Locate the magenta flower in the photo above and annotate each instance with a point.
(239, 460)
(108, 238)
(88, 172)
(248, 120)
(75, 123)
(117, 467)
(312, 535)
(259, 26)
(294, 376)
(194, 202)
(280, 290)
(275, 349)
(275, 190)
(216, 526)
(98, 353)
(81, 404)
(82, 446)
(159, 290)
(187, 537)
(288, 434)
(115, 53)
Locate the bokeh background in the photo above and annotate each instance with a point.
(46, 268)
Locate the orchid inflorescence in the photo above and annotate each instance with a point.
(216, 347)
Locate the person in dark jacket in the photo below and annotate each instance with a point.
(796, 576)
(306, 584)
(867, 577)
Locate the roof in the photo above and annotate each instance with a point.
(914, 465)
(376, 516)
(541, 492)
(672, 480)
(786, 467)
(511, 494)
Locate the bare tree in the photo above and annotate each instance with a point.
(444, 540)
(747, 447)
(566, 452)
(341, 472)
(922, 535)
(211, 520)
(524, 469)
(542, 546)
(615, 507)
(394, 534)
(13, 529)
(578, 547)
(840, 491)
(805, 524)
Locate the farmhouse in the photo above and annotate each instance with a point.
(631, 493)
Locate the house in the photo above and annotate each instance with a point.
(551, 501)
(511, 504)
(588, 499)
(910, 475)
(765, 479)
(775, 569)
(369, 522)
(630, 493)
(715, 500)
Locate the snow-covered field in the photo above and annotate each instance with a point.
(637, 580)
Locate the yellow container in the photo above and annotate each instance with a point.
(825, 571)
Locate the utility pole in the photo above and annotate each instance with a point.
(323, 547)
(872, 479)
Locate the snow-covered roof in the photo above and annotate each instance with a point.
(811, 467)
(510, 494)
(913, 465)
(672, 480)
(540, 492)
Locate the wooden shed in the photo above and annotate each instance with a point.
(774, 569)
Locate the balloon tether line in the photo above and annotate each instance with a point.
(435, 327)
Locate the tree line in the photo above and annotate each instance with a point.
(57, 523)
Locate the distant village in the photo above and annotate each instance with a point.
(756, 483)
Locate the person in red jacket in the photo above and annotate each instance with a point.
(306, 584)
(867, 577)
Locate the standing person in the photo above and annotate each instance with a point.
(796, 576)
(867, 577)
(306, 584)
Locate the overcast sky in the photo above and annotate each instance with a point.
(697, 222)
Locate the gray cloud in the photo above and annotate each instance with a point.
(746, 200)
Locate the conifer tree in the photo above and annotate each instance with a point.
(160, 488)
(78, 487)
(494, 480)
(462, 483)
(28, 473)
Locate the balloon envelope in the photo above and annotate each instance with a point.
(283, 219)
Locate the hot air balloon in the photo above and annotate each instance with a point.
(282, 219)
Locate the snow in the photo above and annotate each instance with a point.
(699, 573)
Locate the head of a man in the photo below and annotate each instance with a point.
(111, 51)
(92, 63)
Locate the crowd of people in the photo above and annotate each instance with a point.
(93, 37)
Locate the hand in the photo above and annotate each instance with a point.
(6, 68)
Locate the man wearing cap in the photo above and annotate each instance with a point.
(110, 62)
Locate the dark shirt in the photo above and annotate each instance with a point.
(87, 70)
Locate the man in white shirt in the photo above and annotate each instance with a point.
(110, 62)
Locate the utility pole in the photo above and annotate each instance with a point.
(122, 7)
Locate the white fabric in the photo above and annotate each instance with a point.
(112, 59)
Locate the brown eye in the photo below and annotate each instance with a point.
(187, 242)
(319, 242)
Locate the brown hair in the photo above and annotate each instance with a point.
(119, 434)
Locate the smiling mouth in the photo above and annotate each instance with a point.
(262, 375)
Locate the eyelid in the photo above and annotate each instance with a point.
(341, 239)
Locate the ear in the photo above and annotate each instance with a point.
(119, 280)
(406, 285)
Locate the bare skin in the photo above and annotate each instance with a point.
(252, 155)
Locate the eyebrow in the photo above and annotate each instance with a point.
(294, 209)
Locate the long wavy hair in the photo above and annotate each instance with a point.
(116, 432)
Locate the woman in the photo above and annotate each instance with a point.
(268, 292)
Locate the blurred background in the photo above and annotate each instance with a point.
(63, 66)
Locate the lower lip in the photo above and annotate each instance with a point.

--------------------------------

Task instructions: Restate all the material exactly, word for word.

Task answer:
Locate the magenta flower in the photo above and annotate each instance with a point.
(239, 460)
(108, 238)
(88, 172)
(248, 120)
(75, 123)
(117, 467)
(312, 535)
(259, 26)
(294, 376)
(194, 202)
(280, 290)
(275, 349)
(275, 190)
(216, 526)
(98, 353)
(81, 404)
(82, 446)
(159, 290)
(187, 537)
(288, 434)
(115, 53)
Locate the bokeh background in the photo above and annotate each instance with a point.
(46, 268)
Locate the orchid inflorescence in the photo above and annotate each instance with a point.
(216, 347)
Locate the person in dark jacket in the photo below and annotate each instance with a point.
(796, 576)
(306, 584)
(867, 577)
Locate the roof in the photo above and annotate each instance with a point.
(914, 465)
(376, 516)
(541, 492)
(672, 480)
(786, 467)
(511, 494)
Locate the bare tree in the photo above and annotate each instance with a point.
(444, 540)
(747, 447)
(566, 452)
(341, 472)
(922, 535)
(211, 520)
(524, 469)
(542, 546)
(615, 507)
(394, 534)
(13, 529)
(578, 547)
(840, 491)
(805, 524)
Locate the farmhouse in the photo above and annotate each instance with a point.
(631, 493)
Locate the house in the photo above and annotate each instance with a point.
(551, 501)
(511, 504)
(588, 499)
(910, 475)
(765, 479)
(775, 569)
(369, 522)
(630, 493)
(715, 500)
Locate the snow-covered field in the photo above and annotate each instance with a point.
(637, 580)
Locate the yellow container in the photo above and annotate each instance with a point.
(825, 571)
Locate the utility pole in the photo above and annotate each instance with a point.
(323, 547)
(872, 479)
Locate the snow-covered roof in the photo above and annotate each instance with a point.
(811, 467)
(510, 494)
(913, 465)
(672, 480)
(540, 492)
Locate the wooden shed in the photo above and annotate each instance with a point.
(774, 569)
Locate the balloon tether line in the photo above and annotate each instance with a point.
(435, 327)
Locate the tree line in the photo above and annotate each instance with a point.
(57, 523)
Locate the distant village in the photo above and annotate each instance with a point.
(756, 483)
Locate the person in red jacket in the photo above and annotate each instance with a point.
(306, 584)
(867, 577)
Locate the standing person in the photo above and annotate each instance with a point.
(796, 576)
(867, 577)
(306, 584)
Locate the overcast sky in the photo above and annotate each instance with a point.
(697, 222)
Locate the gray cloud in the photo above and annotate each instance with a point.
(746, 200)
Locate the conifer tree in the photo above and annotate each instance with a point.
(160, 488)
(78, 487)
(494, 480)
(462, 483)
(28, 473)
Locate the balloon envelope in the photo above and annotate each instance with a point.
(283, 219)
Locate the hot air balloon in the photo above and annotate each instance with a point.
(282, 219)
Locate the snow in the photo above and annotate each instance with a point.
(699, 573)
Locate the head of a man in the photo below and annotate each instance with a point.
(111, 51)
(92, 63)
Locate the crowd of people in the photo above and annotate each instance with a point.
(93, 37)
Locate the hand in the photo above and annotate each instance with a point.
(6, 68)
Locate the man wearing cap in the photo above and annotate each instance with a point.
(110, 62)
Locate the dark shirt in the photo above and annotate each instance with a point.
(87, 70)
Locate the man in white shirt in the photo above and annotate each instance with a point.
(110, 62)
Locate the utility pole in the photo above and annotate each instance with a point.
(122, 7)
Locate the white fabric in the photo above and annotate each instance with a point.
(112, 59)
Locate the brown eye in the photo below and annotate each instance with a point.
(187, 242)
(319, 242)
Locate the brown hair in the photo above and annotate each instance with a point.
(119, 434)
Locate the smiling mouth in the photo above and annotate each instance with a point.
(262, 375)
Locate the eyelid in the photo above and annotate each instance with a point.
(341, 239)
Locate the ear in the photo above and annotate each instance with a point.
(119, 280)
(406, 285)
Locate the bare skin in the photo above and annotate each instance with a point.
(252, 155)
Locate the eyebrow in the photo above and annotate each instance with a point.
(294, 209)
Locate the long wavy hair in the photo above and annotate each instance with a point.
(116, 432)
Locate the woman in the photo above and annotate each instance with a point.
(268, 292)
Locate the blurred background in the photo above and annotate each instance with a point.
(63, 66)
Locate the lower lip in the photo above and annotate each instance with a point.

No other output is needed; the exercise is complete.